(Location identification items)
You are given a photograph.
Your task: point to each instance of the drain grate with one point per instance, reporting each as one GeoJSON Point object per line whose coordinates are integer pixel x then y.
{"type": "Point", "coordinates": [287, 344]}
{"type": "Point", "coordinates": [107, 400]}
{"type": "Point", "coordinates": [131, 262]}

## Direction:
Reproduce every line of the items above, requests included, scaling each coordinate value in the answers by 2.15 and rounding it to a whole number, with halves rounded up.

## Task response:
You are given a photograph.
Your task: point to each instance of the drain grate with one point per instance, reporting each as one GeoJSON Point object per line whose coordinates are integer pixel x then y.
{"type": "Point", "coordinates": [617, 740]}
{"type": "Point", "coordinates": [230, 860]}
{"type": "Point", "coordinates": [282, 563]}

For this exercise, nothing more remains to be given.